_PROBLEM_. Each record below should be repeated precisely as written.

_DATA SHOWN_.
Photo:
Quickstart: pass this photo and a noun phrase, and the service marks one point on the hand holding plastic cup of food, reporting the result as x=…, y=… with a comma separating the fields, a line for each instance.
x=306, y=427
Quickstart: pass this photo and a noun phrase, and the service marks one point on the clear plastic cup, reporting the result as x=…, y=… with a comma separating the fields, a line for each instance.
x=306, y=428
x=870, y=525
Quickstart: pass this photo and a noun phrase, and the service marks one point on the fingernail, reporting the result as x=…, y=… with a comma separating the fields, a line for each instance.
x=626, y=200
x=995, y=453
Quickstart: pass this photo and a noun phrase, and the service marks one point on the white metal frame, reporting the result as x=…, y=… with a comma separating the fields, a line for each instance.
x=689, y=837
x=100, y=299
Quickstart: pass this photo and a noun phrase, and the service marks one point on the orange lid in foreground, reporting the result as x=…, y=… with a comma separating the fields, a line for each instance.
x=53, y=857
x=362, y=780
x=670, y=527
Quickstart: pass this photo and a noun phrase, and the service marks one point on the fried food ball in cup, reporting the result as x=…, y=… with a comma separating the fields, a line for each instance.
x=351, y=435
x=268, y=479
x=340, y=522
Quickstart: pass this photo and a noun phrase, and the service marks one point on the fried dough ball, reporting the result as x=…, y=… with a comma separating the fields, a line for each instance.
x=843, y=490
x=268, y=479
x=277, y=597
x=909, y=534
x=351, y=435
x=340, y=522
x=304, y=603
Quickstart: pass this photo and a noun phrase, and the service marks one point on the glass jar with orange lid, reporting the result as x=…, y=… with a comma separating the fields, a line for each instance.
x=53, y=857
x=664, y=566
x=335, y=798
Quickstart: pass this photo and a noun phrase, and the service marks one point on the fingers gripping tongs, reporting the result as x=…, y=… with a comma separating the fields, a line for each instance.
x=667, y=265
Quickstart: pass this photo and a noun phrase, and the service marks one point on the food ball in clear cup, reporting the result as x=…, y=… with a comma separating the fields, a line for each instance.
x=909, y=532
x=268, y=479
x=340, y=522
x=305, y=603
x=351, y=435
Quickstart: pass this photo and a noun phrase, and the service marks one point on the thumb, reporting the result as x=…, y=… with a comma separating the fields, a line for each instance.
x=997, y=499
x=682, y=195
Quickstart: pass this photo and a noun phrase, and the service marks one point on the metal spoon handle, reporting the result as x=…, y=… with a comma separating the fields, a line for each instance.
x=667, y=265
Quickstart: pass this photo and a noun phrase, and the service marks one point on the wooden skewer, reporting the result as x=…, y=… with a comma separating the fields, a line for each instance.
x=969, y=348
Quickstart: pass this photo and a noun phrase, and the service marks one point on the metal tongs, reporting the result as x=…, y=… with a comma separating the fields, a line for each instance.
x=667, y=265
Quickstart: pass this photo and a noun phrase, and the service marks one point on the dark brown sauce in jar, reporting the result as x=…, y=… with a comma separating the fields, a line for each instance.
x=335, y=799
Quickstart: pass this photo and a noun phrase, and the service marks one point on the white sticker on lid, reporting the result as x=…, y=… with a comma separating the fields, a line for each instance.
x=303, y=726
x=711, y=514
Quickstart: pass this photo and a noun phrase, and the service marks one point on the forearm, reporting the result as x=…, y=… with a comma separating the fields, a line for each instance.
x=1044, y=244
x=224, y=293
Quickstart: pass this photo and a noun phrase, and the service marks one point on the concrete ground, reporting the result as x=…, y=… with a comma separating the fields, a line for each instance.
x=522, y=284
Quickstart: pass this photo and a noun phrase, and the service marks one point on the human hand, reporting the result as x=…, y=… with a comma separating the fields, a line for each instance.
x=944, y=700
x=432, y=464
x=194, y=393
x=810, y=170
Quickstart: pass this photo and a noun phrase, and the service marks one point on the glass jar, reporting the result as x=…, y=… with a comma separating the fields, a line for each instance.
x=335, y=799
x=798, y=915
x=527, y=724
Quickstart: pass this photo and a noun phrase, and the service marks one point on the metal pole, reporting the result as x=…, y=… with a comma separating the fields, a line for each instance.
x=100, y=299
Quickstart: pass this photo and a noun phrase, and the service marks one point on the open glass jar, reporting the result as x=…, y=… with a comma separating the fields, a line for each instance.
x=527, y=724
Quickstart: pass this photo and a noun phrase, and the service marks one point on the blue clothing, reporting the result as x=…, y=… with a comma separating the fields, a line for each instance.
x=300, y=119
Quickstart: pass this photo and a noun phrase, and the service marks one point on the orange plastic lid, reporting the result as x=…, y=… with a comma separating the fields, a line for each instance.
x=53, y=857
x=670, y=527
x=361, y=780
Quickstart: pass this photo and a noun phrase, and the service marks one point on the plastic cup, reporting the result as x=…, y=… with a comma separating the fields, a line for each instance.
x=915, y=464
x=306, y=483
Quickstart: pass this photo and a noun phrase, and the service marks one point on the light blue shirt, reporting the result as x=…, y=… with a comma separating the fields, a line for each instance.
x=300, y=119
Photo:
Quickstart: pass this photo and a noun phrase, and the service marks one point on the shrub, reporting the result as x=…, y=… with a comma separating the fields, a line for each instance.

_EXERCISE RESULT_.
Photo:
Quickstart: pass this photo and a noun phrase, and the service marks one point on the hand holding plastic cup of food, reporting the result as x=…, y=… with a comma separating the fields, a line for each instance.
x=306, y=427
Quickstart: pass this photo and a noun phrase, and the service marks one point on the clear plastic cup, reporting the result as x=…, y=… with a comma separating the fields, a line for each instance.
x=306, y=428
x=870, y=525
Quickstart: pass this photo and a noun phrase, and the service marks one point on the fingernail, reporting the result as x=…, y=… with a comma separating the fields, a line for each instance.
x=626, y=200
x=995, y=453
Quickstart: pass this photo and a noun phrase, and the service marks one point on the white metal frame, reporting the result as x=…, y=… with a comma separating the fields, a line for each instance.
x=689, y=837
x=100, y=299
Quickstart: pass this photo and a noun phrase, and the service marks one point on the orange lid in foreground, reporting the result as x=…, y=… with a comma separating the fields, a line for each instance.
x=53, y=857
x=362, y=780
x=670, y=527
Quickstart: pass this photo and a noun phrase, and the service marks one point on the fried food ball in cup, reporting the result as x=…, y=… with a comma separating the fields, a line for each instance.
x=351, y=435
x=268, y=479
x=340, y=522
Quickstart: pass this photo and a noun phrase, and the service marks one point on the fried dough ball, reporting the result as x=…, y=… with a comma separating the fields, a line for each instance.
x=843, y=490
x=268, y=479
x=277, y=597
x=909, y=534
x=351, y=435
x=340, y=522
x=304, y=603
Quickstart: pass this photo and a noun phrase, and the service marks one point on the glass jar with orange lid, reporting the result as x=…, y=… with a comma separating the fields, a line for each instance.
x=53, y=857
x=664, y=566
x=335, y=798
Quickstart: pass this photo and a noun phrase, and the service marks one point on the fingers gripping tongs, reporting the result as x=…, y=… with a comma separating the fields, a line for each instance.
x=667, y=265
Quickstart: pass this photo and a noun phrase, and the service marks one point on the food ball in clear cup, reporting the result as x=…, y=… with a comma separating the fields, a line for each instance.
x=909, y=532
x=268, y=479
x=340, y=522
x=305, y=603
x=351, y=435
Quickstart: pass this photo and a noun phrase, and the service marks one point on the thumb, reporting the result as x=…, y=… with a comma separating the fields, a line for each instance.
x=997, y=499
x=682, y=195
Quickstart: pass this photo and a noun phrase, and the service marks one point on the metal spoon handle, reporting the result as x=…, y=… with a comma separating the fields, a line for each instance.
x=667, y=265
Quickstart: pass this photo and a noun phrase, and the service marks one point on the wooden skewer, reporting the result as x=…, y=… with a comma separating the fields, a line for each instance.
x=969, y=348
Quickstart: pass this photo and a noun phrase, and the service marks one point on the metal tongs, reporting the result as x=…, y=… with a comma separating the fields, a line for each instance.
x=667, y=265
Quickstart: pass this photo and a noun phrase, and the service marks one point on the dark brown sauce in jar, reporting the result as x=…, y=… with a comma separating the fields, a line for each instance.
x=335, y=799
Quickstart: pass this photo and a noun phrase, and the service marks one point on the white sticker on lid, reporting the result as x=…, y=… with a comma separating the fields, a line for each instance.
x=303, y=726
x=711, y=514
Quickstart: pass this photo and a noun phrase, and the service marks one point on the forearm, reporting the result as x=…, y=… with a comma separating the fields, a line for each instance.
x=1044, y=244
x=224, y=293
Quickstart: pass this photo and a noun phrase, and the service marks one point on the concrete ground, reporting the result as x=…, y=… with a comma separating the fields, a line for each instance.
x=522, y=284
Quickstart: pass this photo and a noun phrase, and the service marks one point on the human hand, reporting the result as x=…, y=… with a comma separating the fields, a line for each instance.
x=944, y=700
x=432, y=464
x=194, y=393
x=810, y=170
Quickstart: pass this photo and a noun phrase, and the service marks one point on the glass jar, reporting the result as x=…, y=… with a comma separating the fields, a line for each instance.
x=335, y=799
x=798, y=915
x=527, y=724
Quickstart: pass this photo and a noun phrase, and the service marks one point on the metal pole, reporting the result as x=…, y=… with a comma separating the fields, a line for each instance.
x=100, y=299
Quickstart: pass this photo and a noun phrase, and the service marks one point on the open glass jar, reporting the result as x=…, y=… with a comma separating the fields, a line for each instance.
x=527, y=724
Quickstart: pass this photo and a noun phrase, and the service marks one point on the blue clothing, reporting the result as x=…, y=… with a comma separating the fields, a line for each instance.
x=300, y=119
Quickstart: pass this photo and a noun phrase, and the service marks one point on the orange plastic lid, reporting the result as x=…, y=… with a comma separating the fields, a line for each instance.
x=53, y=857
x=670, y=527
x=361, y=780
Quickstart: pass this photo and a noun phrase, and the service marks one point on the plastic cup, reporting the result as x=…, y=… with a comma separating the fields, a line for each instance.
x=915, y=464
x=306, y=483
Quickstart: pass this photo and a noun phrase, and the service marks one point on the light blue shirt, reporting the result as x=…, y=… with a comma separating the fields, a line for each instance.
x=300, y=119
Photo:
Quickstart: pass this photo and a noun phrase, and the service marks one point on the shrub, reporting the result as x=…, y=… with a comma separating the fields, a line for each instance.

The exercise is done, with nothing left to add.